* REQUIREMENTS:
**a.** Please say whether each statement agrees with the forum thread: (i) a cooling tube was made with thickened epoxy; (ii) the product for cleaning aluminum comes as a liquid; (iii) the lines in the freak were copper. Answer each with yes or no and quote the deciding words.
**b.** List every place given under a "Location" heading in the forum thread.
**c.** Write out the stretch of the forum thread from "I didn’t do" through "adhesive doesn’t stick.".

* EXTRACT PROVIDED:
....................

I prefer to use 3m panelbond because it’s stupid strong but it isn’t cheap.

The lines in my freak were stainless and a giant pain in the ass to work with. You could go that route and use a hand bender. I’m going to change over to pex and see how that would work with stainless thru hull fittings.
 

Vumad

Super Hero, with a cape!
Location
St. Pete, FL
Packing with Clay or wax are both options. Leaving a waxed bolt in can work too.

On a piece of my tray I could access both sides, I waxed the bolt and bolted it in from the outside then covered it from the inside.

I didn’t do a trim tube but I did a cooling tube. I used thickened epoxy for that.

They do make a product for cleaning aluminum so it doesn’t immediately oxidize. The oxidation negatively affects the bond. Granted for a trim tube it’s not necessary. It’s a powder.
 

holygoat

Site Supporter
Location
Indiana, USA
When I add inserts i push a earplug into the threads to keep them clean or thread a bolt in with grease on the bottom face so the adhesive doesn’t stick.
I prefer to use 3m panelbond because it’s stupid strong but it isn’t cheap.

The lines in my freak were stainless and a giant pain in the ass to work with. You could go that route and use a hand bender. I’m going to change over to pex and see how that would work with stainless thru hull fittings.
Love the pex idea. Did you go through with it?
 

DylanS

Gorilla Smasher
Location
Lebanon Pa
Love the pex idea. Did you go through with it?

....................

* RECORD LIST:
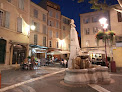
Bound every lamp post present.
[99,18,108,67]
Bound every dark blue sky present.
[32,0,117,36]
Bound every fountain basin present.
[64,66,110,84]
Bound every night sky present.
[32,0,117,36]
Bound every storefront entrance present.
[12,45,26,64]
[0,39,6,64]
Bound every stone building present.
[80,11,110,54]
[0,0,30,65]
[61,15,71,51]
[39,0,70,58]
[0,0,70,65]
[110,5,122,69]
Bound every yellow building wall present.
[113,47,122,67]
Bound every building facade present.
[61,15,71,51]
[80,12,110,51]
[29,2,48,58]
[80,11,110,59]
[39,0,70,54]
[0,0,30,65]
[0,0,70,65]
[110,5,122,68]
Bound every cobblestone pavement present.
[99,73,122,92]
[5,72,97,92]
[1,67,64,88]
[0,66,122,92]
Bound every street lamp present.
[99,18,108,66]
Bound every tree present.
[77,0,122,13]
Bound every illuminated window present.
[84,28,90,35]
[117,12,122,22]
[19,0,24,10]
[34,34,38,45]
[34,9,38,18]
[56,32,58,38]
[93,27,98,34]
[49,41,52,47]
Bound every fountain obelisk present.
[68,19,80,68]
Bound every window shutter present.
[17,17,22,33]
[5,11,10,28]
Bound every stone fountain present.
[64,19,110,84]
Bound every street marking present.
[88,84,111,92]
[0,69,65,92]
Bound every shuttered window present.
[17,17,22,33]
[5,11,10,28]
[19,0,24,10]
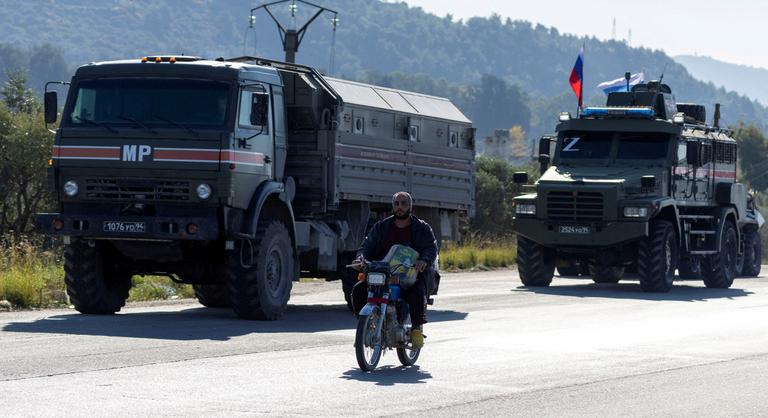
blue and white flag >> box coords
[597,73,643,94]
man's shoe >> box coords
[411,329,424,348]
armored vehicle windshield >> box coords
[63,78,230,128]
[558,131,670,165]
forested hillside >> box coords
[0,0,768,136]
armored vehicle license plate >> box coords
[104,221,147,233]
[560,225,592,234]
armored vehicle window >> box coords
[616,133,669,160]
[64,79,229,128]
[559,132,613,159]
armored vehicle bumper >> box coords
[35,210,219,241]
[515,217,648,248]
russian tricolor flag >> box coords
[568,45,584,109]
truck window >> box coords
[64,79,230,128]
[238,90,272,133]
[616,133,669,160]
[559,132,613,159]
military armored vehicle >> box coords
[515,82,764,292]
[37,56,474,319]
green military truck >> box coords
[515,82,764,292]
[37,56,474,319]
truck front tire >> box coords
[701,221,739,289]
[637,220,678,293]
[227,220,297,320]
[517,236,555,287]
[64,241,132,315]
[741,231,763,277]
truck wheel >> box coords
[637,220,677,293]
[227,220,296,320]
[192,284,232,308]
[589,264,624,283]
[517,237,555,287]
[677,258,701,280]
[741,231,763,277]
[64,241,132,314]
[701,221,739,289]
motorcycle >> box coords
[355,247,421,371]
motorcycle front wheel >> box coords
[355,309,381,372]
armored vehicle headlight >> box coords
[64,180,79,197]
[197,183,211,200]
[624,206,648,218]
[515,203,536,215]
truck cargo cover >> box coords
[324,77,472,124]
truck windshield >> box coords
[64,79,229,127]
[616,133,669,160]
[560,132,614,159]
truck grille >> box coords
[547,191,603,222]
[85,179,190,202]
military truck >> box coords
[514,82,764,292]
[37,56,474,319]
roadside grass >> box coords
[440,236,517,271]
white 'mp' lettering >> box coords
[123,145,136,161]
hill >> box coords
[674,55,768,106]
[0,0,768,136]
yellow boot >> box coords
[411,328,424,348]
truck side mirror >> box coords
[685,141,701,167]
[539,136,552,155]
[43,91,59,123]
[251,93,269,126]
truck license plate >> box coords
[104,221,146,233]
[560,225,592,234]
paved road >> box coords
[0,267,768,417]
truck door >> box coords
[230,83,275,178]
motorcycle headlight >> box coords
[64,180,79,197]
[515,203,536,215]
[197,183,211,200]
[624,206,648,218]
[368,273,387,285]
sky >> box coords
[400,0,768,69]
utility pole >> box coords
[249,0,338,63]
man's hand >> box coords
[347,256,364,271]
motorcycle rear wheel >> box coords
[355,310,382,372]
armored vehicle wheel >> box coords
[192,284,232,308]
[589,264,624,283]
[701,221,739,289]
[226,220,296,320]
[741,231,763,277]
[637,220,677,293]
[677,258,701,280]
[64,241,132,314]
[517,237,555,287]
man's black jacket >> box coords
[357,215,437,267]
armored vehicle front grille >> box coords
[547,191,603,222]
[85,179,190,202]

....................

* RESULTS BY TASK:
**a.**
(i) Yes: "I didn’t do a trim tube but I did a cooling tube. I used thickened epoxy for that."
(ii) No: "It’s a powder."
(iii) No: "The lines in my freak were stainless"

**b.**
St. Pete, FL
Indiana, USA
Lebanon Pa

**c.**
I didn’t do a trim tube but I did a cooling tube. I used thickened epoxy for that.

They do make a product for cleaning aluminum so it doesn’t immediately oxidize. The oxidation negatively affects the bond. Granted for a trim tube it’s not necessary. It’s a powder.
 

holygoat

Site Supporter
Location
Indiana, USA
When I add inserts i push a earplug into the threads to keep them clean or thread a bolt in with grease on the bottom face so the adhesive doesn’t stick.